▸ Selected extract
-- Begin --
But is it great opera? Alfano’s music is almost more a film score than it is what one usually expects from Italian opera (in fact, it sounds more French than Italian). It is mostly measured recitative or parlando in verisimo style, if not subject matter. Alfano’s score is continuous, harmonically rich, and orchestrally gorgeous, but without set numbers or arias, properly speaking. The music seldom calls attention to itself. It more often effectively enhances the action. How many films does one come away from humming the tunes of the film score? Likewise, one may wonder what is musically memorable here.

The effect of Cyrano comes from the total dramatic experience. Does this lessen Alfano’s musical achievement? Since returning from San Francisco, I have been sampling the DG DVD version of Cyrano, featuring the Orchestre de Montpellier. Listening to the music for the second time has increased my appreciation of its quality and of the level of Alfano’s achievement, which is no less than that of a Korngold film score. There was not a moment of this great play to which Alfano’s music was not equal. And it excelled in the balcony scene, at the battlements of Arras, and in the unforgettable death scene at the end.

Now in his late 60s, Plácido Domingo is no Errol Flynn, his dueling as Cyrano was (thankfully) kept to a highly stylized minimum, but his level of maturity gave Cyrano keen poignancy. Vocally, Domingo (along with most others) got buried on occasion by a loud orchestra. He came into his own in the balcony scene with its highly lyrical music and in his death scene at the end.

The performance of the evening, however, was delivered by another Spaniard, soprano Ainhoa Arteta, whose physical and vocal beauty made her an ideal Roxane. She was one member of the cast who was able to project over the orchestra throughout. Her acting was as brilliant as her singing. She could play the petulant teen love for the handsome Christian (sung very well by Thiago Arancam), whose physical beauty dazzled and blinded her, and then capture the tragic realization that it had been Cyrano’s soul she had loved from the beginning. In love with love until suffering refined her, Roxane loses Cyrano at the very moment he finally has the courage to reveal himself as her real soul mate.

The rest of the cast excelled, the chorus was superb, the orchestra and conductor Patrick Fournillier were admirable, except for the balance problem. Production values could not have been better. I think director Ionesco pushed a bit too far by bringing on seventeenth century spot lights (candles backed by silver dishes) to emphasize and comment on the artifice of several moments—Cyrano and Christian plotting their letter-writing scheme, for example. In short, this was one of the most theatrically thrilling evenings I have spent at the opera, or anywhere else. If this production surfaces somewhere else (as surely it will), do not miss this coup de théâtre.
-- End --
▸ What you will do
1) List the scenes in which, according to the Cyrano review, Alfano's music excelled.
2) In the Cyrano review, which orchestra is featured on the DG DVD version of Cyrano?
3) From the Cyrano review, write out the passage between "The effect of" and "unforgettable death scene at the end.", inclusive.
These rows are drawn from a separate source.

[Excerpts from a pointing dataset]
-- Begin --
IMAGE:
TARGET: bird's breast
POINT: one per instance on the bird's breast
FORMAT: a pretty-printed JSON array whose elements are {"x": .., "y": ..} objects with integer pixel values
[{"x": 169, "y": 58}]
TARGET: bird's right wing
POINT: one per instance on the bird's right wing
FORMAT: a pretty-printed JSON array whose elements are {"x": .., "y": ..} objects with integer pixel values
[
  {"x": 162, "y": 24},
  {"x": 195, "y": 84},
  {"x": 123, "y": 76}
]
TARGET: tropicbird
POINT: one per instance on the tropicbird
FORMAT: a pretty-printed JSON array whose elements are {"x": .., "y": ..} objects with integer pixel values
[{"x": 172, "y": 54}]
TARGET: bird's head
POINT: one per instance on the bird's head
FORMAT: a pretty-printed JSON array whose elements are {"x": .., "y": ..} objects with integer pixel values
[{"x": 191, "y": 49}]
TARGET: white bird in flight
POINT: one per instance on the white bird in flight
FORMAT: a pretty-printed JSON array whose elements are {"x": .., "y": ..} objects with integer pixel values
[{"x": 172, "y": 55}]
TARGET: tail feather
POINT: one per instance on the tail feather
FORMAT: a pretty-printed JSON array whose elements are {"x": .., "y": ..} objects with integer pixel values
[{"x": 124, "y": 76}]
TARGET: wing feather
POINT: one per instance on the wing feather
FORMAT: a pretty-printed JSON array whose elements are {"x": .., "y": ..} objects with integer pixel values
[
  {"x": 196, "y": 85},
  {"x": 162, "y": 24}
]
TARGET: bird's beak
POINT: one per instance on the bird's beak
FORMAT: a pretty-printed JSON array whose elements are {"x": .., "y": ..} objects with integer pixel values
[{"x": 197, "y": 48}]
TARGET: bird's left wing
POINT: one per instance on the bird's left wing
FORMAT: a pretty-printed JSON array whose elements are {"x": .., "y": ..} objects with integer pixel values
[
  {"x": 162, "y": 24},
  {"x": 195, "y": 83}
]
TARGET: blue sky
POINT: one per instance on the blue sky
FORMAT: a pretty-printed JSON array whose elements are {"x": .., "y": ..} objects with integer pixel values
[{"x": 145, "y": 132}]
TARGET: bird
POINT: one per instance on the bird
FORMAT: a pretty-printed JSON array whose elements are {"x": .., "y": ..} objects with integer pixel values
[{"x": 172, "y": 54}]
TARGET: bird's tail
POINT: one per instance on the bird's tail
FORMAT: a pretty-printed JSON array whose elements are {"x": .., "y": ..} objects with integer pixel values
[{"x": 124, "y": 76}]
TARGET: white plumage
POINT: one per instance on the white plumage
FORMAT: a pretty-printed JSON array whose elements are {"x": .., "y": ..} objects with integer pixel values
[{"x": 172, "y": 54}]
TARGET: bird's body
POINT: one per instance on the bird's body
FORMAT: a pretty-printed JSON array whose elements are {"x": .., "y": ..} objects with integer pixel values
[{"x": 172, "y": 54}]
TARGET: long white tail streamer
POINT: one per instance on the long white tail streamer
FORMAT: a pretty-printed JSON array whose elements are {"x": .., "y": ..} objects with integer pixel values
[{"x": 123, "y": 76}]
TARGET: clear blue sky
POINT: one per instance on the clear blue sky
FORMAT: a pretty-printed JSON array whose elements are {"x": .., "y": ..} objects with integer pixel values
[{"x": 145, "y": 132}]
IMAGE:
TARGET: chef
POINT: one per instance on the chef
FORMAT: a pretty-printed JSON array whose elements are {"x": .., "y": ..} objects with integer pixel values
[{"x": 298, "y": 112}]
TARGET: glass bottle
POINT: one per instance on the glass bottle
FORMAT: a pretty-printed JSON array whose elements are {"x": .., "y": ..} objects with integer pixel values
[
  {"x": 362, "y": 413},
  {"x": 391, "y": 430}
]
-- End --
▸ Response list
1)
- The balcony scene
- The battlements of Arras
- The death scene at the end

2) The Orchestre de Montpellier.

3)
The effect of Cyrano comes from the total dramatic experience. Does this lessen Alfano’s musical achievement? Since returning from San Francisco, I have been sampling the DG DVD version of Cyrano, featuring the Orchestre de Montpellier. Listening to the music for the second time has increased my appreciation of its quality and of the level of Alfano’s achievement, which is no less than that of a Korngold film score. There was not a moment of this great play to which Alfano’s music was not equal. And it excelled in the balcony scene, at the battlements of Arras, and in the unforgettable death scene at the end.